Turn the lines of the listing below into a numbered list, taking everything from the line containing "Where can the plant stem" down to the line containing "<point>286,258</point>", both included. Leave out any blank lines.

# Listed records
········
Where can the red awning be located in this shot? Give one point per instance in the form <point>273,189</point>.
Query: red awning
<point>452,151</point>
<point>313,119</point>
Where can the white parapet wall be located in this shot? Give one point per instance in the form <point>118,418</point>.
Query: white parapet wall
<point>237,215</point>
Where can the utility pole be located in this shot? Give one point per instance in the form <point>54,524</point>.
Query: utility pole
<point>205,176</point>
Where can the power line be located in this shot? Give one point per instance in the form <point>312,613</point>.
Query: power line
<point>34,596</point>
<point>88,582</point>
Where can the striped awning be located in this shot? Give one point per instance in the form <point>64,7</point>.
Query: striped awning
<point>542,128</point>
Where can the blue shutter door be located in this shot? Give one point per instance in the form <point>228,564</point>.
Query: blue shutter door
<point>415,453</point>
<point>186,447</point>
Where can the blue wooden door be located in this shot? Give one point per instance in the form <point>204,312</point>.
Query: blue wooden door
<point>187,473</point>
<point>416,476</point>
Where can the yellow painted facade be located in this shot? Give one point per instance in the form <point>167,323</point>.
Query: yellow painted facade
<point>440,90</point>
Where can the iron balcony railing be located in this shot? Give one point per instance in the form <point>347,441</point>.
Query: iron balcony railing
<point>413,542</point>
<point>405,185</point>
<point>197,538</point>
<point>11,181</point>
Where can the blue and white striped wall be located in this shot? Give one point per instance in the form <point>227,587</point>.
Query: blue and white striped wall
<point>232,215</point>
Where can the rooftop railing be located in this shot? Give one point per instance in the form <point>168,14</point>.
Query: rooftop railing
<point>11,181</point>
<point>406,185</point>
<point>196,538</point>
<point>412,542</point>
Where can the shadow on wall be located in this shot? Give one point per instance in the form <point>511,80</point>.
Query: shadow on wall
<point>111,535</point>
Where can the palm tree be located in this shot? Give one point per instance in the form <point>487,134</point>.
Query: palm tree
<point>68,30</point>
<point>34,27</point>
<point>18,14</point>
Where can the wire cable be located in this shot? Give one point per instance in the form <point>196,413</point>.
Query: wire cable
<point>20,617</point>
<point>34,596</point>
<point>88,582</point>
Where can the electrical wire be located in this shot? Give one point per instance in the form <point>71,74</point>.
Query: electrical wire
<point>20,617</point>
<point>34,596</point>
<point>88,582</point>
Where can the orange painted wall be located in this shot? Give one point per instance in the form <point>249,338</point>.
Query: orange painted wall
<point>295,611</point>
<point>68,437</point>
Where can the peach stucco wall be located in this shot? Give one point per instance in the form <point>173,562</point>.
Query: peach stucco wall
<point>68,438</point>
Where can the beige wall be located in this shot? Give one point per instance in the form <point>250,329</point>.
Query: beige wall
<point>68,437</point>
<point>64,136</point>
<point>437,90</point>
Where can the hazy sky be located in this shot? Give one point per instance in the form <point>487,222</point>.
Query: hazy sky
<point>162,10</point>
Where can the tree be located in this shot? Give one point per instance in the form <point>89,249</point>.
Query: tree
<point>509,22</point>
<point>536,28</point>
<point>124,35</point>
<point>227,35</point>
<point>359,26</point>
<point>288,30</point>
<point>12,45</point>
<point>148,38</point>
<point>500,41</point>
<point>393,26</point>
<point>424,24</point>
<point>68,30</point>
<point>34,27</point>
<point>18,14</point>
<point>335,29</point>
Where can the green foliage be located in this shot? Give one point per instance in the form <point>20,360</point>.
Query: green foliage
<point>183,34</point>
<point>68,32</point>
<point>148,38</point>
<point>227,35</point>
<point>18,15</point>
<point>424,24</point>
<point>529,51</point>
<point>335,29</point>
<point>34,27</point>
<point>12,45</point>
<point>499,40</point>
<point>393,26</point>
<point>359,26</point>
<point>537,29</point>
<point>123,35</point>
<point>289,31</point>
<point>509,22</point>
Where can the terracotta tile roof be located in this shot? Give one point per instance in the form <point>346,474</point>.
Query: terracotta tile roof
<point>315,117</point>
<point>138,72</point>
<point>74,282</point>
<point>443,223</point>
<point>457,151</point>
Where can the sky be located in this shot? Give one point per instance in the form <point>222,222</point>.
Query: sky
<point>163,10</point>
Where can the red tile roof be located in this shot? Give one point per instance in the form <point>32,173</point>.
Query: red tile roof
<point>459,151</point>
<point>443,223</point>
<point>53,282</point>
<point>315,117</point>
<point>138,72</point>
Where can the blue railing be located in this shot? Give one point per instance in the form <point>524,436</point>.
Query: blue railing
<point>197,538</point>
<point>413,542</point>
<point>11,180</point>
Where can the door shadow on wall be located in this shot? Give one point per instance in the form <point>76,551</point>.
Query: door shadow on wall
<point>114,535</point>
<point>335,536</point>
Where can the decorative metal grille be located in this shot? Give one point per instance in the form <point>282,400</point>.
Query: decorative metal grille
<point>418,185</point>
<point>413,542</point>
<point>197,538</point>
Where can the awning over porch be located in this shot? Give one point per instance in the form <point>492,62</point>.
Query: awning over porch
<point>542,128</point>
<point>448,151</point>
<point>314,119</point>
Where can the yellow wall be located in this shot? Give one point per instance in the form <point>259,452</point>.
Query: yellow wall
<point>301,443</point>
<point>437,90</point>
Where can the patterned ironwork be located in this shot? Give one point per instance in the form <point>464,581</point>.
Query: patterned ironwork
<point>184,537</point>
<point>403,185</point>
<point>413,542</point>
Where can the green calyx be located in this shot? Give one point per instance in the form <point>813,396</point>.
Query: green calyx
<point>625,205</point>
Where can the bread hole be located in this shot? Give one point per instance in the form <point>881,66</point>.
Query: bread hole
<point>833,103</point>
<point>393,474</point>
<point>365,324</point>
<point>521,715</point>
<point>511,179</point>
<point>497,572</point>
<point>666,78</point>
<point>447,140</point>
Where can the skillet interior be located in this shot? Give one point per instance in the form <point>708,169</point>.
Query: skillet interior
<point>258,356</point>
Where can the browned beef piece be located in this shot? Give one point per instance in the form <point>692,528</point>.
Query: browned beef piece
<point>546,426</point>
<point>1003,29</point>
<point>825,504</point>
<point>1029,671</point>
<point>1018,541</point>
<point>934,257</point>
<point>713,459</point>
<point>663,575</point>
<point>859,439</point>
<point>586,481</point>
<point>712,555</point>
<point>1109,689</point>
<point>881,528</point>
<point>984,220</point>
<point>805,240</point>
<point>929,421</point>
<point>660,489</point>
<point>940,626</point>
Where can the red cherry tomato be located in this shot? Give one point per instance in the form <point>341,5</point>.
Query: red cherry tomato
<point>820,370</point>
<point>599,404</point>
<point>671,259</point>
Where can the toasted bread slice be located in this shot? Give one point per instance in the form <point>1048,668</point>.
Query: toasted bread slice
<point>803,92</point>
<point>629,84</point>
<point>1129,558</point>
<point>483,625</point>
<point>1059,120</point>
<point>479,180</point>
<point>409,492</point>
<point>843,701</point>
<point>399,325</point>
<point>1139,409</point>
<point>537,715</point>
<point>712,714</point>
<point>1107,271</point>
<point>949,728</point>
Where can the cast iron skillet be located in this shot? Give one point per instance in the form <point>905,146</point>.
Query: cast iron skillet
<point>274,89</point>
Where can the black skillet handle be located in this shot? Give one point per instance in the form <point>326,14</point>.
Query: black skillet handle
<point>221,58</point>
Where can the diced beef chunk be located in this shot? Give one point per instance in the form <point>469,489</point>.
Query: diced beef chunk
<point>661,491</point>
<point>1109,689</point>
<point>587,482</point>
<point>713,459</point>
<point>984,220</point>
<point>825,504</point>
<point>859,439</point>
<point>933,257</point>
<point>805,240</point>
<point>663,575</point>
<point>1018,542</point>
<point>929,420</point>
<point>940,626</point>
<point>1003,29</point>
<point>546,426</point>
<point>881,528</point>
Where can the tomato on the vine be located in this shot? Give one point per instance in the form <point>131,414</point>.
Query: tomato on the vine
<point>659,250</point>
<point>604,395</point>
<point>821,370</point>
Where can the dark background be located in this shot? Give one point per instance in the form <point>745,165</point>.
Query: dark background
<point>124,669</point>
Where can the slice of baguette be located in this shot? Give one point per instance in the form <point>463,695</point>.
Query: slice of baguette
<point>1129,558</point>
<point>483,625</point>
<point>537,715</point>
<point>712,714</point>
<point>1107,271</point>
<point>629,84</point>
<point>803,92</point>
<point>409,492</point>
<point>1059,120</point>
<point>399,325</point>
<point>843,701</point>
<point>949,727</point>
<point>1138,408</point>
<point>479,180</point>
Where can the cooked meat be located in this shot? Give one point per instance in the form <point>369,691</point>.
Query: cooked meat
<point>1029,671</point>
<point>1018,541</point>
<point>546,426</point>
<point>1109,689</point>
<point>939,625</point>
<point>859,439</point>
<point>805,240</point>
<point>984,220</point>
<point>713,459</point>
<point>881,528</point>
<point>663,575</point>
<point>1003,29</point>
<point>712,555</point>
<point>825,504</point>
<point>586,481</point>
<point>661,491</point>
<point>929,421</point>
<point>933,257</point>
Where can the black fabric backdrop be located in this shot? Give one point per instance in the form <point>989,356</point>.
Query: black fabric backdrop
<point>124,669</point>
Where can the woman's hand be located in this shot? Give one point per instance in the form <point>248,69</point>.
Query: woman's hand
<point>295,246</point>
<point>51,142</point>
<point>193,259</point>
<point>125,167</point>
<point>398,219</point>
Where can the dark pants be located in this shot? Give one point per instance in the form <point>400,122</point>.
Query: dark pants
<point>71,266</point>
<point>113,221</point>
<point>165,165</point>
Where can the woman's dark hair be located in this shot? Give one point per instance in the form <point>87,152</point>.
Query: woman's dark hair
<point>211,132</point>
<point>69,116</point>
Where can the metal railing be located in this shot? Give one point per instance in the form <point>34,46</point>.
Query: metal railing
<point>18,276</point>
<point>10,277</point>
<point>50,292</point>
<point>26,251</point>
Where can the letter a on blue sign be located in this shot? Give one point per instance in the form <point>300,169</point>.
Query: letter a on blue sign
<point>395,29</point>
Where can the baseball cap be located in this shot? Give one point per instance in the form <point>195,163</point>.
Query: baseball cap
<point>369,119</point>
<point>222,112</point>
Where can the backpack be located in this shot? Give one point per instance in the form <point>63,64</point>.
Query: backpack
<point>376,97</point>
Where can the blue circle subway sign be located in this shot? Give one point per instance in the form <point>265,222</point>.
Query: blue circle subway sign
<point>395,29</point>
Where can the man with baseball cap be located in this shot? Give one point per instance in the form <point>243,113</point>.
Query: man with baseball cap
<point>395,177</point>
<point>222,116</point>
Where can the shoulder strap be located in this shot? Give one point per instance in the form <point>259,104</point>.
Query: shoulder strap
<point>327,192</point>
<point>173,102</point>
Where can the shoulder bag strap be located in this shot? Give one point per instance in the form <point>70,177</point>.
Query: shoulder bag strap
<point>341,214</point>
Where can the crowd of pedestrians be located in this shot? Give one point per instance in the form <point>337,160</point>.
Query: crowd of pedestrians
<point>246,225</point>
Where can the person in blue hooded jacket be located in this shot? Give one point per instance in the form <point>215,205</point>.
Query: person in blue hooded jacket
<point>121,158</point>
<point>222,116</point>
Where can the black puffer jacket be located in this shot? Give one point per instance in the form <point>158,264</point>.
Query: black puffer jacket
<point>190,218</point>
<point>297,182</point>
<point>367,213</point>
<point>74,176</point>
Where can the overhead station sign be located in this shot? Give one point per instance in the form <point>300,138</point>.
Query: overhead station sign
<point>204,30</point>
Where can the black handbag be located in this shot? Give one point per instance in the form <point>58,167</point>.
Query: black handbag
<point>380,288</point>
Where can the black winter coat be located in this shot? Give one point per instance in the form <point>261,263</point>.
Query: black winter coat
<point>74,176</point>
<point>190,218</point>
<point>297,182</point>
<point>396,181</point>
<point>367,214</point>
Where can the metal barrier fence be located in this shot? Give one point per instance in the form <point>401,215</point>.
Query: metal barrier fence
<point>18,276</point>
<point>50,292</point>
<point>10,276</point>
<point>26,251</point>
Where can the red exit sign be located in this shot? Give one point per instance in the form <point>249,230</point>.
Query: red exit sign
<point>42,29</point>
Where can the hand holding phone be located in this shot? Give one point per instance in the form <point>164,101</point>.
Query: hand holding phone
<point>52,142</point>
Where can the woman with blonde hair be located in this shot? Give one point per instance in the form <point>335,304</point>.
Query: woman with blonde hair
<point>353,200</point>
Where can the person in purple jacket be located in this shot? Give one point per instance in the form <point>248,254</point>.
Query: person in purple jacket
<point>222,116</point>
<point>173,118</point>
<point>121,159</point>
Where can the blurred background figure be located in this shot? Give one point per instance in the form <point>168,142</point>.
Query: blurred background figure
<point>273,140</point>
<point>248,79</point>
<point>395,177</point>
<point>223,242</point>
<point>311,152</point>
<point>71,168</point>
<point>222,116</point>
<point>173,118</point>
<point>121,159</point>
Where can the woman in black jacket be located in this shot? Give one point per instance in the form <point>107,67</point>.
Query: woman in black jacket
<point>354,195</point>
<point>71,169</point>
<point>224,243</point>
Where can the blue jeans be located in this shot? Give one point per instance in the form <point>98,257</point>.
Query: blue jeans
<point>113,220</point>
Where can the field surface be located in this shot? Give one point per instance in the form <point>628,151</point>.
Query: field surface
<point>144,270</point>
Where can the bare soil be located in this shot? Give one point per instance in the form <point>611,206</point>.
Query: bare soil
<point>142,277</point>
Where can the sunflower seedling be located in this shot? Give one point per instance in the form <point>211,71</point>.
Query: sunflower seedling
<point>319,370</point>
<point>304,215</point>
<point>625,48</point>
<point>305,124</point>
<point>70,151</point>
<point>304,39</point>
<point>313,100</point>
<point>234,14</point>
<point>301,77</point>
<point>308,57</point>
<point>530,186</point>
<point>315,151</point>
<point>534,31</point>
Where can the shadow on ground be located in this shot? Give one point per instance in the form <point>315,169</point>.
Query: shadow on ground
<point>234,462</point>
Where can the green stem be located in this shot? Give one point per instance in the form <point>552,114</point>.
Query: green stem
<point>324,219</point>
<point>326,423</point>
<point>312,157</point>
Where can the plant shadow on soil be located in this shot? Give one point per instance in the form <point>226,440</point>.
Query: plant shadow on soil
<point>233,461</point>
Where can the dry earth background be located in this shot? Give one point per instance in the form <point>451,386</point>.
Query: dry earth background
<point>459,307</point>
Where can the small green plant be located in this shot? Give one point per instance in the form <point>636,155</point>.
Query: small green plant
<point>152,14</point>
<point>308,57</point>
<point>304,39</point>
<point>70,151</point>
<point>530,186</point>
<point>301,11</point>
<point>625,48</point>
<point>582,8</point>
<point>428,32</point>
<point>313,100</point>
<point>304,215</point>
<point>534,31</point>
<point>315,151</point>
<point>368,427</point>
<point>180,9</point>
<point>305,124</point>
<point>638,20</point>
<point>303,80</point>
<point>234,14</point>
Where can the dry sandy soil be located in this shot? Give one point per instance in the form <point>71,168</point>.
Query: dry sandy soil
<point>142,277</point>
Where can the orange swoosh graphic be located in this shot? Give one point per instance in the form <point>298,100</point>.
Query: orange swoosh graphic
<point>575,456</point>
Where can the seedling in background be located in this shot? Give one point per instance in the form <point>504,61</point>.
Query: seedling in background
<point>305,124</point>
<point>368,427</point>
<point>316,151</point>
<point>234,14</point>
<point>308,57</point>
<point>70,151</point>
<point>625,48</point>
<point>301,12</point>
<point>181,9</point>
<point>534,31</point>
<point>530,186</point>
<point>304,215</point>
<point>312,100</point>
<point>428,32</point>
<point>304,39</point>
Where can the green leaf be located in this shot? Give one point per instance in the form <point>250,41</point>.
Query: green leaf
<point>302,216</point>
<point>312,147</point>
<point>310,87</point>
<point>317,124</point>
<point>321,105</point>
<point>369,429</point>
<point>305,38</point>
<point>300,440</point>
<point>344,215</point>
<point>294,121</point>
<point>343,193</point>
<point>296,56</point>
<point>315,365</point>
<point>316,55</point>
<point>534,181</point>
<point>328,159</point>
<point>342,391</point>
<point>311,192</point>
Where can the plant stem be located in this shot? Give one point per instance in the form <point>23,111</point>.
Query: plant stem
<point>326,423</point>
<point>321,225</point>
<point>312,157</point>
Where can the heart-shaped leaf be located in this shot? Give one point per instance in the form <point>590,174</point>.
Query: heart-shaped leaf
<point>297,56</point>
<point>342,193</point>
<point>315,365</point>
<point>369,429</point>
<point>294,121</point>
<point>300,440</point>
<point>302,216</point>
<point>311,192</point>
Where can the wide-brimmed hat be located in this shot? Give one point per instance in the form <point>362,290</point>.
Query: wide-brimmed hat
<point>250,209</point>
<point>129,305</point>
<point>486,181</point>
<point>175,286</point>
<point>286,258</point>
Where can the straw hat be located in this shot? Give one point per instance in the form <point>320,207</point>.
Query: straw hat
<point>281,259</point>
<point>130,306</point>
········
# The completed task
1. Where can the plant stem be located in this shot? Give one point per instance in the form <point>23,111</point>.
2. Query: plant stem
3. <point>326,423</point>
4. <point>321,225</point>
5. <point>312,157</point>
6. Where can the heart-shaped leaf be located in this shot? Give one point per instance in the form <point>590,174</point>.
7. Query: heart-shaped leaf
8. <point>297,56</point>
9. <point>342,193</point>
10. <point>315,365</point>
11. <point>369,429</point>
12. <point>294,121</point>
13. <point>300,440</point>
14. <point>302,216</point>
15. <point>311,192</point>
16. Where can the wide-brimmed hat be located in this shot? Give one point per instance in the form <point>362,290</point>.
17. Query: wide-brimmed hat
18. <point>250,209</point>
19. <point>129,305</point>
20. <point>486,181</point>
21. <point>175,286</point>
22. <point>286,258</point>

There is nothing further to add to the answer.